Stored data entries

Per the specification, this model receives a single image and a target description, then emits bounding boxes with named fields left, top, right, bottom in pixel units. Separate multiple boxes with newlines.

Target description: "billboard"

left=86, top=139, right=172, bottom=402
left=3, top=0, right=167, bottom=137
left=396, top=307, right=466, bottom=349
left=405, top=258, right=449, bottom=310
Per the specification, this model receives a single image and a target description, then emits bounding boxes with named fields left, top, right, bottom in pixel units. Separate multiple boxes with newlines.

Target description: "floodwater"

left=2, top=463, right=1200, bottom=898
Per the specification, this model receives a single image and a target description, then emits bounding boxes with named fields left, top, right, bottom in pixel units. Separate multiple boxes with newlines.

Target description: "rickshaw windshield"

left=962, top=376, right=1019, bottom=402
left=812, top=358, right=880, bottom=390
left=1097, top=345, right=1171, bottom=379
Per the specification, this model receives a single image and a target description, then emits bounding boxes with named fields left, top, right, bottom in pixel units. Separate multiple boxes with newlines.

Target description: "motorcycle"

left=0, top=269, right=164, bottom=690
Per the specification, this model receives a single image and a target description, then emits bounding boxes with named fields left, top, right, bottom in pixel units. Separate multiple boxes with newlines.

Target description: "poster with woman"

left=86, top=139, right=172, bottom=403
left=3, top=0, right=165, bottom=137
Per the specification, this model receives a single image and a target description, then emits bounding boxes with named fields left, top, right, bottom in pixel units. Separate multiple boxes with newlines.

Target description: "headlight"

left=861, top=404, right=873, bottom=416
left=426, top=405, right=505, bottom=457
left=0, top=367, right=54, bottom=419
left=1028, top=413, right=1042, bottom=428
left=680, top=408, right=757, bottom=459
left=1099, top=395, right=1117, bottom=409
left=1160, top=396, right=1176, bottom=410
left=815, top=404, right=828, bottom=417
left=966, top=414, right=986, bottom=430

## Problem to solve
Print the records above exactly as written.

## Solution to this problem
Per the specification, this model receives a single image and a target description, then emits bounding boxes with named fields left, top, right, bottom in pixel units. Separate multiple boxes with newlines.

Target description: "billboard"

left=86, top=139, right=172, bottom=402
left=3, top=0, right=167, bottom=137
left=396, top=307, right=466, bottom=349
left=405, top=258, right=449, bottom=310
Per the specification, this model receives a single image and a target description, then emits bounding boxes with named fields left, top, right, bottom in pixel units. Separate multiple boxes with newlines.

Target description: "floodwater"

left=2, top=463, right=1200, bottom=898
Per the specification, this model receives a single image and a target description, then emits bounding boxes with named fields left, top, right, bottom in pixel units. Separate multiple boxes with newlines.

Target description: "rickshaw windshield"

left=962, top=376, right=1019, bottom=402
left=812, top=358, right=880, bottom=390
left=1097, top=345, right=1171, bottom=379
Per the specification, this model receives a single image and a target description, then emits bounding boxes with named fields left, top, right, bottom in pixel units. Separate multiple boxes with newlines.

Target description: "motorcycle"

left=0, top=269, right=164, bottom=690
Per the specification, this model receives a single image and a target description, then emits bounding boxes with named fields left, top, right, bottom in pixel units. Separate multiple boxes with newlines.

Target description: "poster with woman"

left=86, top=139, right=172, bottom=403
left=3, top=0, right=165, bottom=137
Per the specification, this model receives a single image and a target description, then emits bounding boxes with named fields left, top, right, bottom in pixel units. Separate multiple boxes with newlines.

Target description: "headlight"

left=861, top=404, right=873, bottom=416
left=426, top=405, right=505, bottom=457
left=0, top=367, right=54, bottom=419
left=1028, top=413, right=1042, bottom=428
left=680, top=408, right=757, bottom=459
left=1099, top=395, right=1117, bottom=409
left=1160, top=396, right=1176, bottom=410
left=815, top=404, right=828, bottom=417
left=966, top=414, right=986, bottom=430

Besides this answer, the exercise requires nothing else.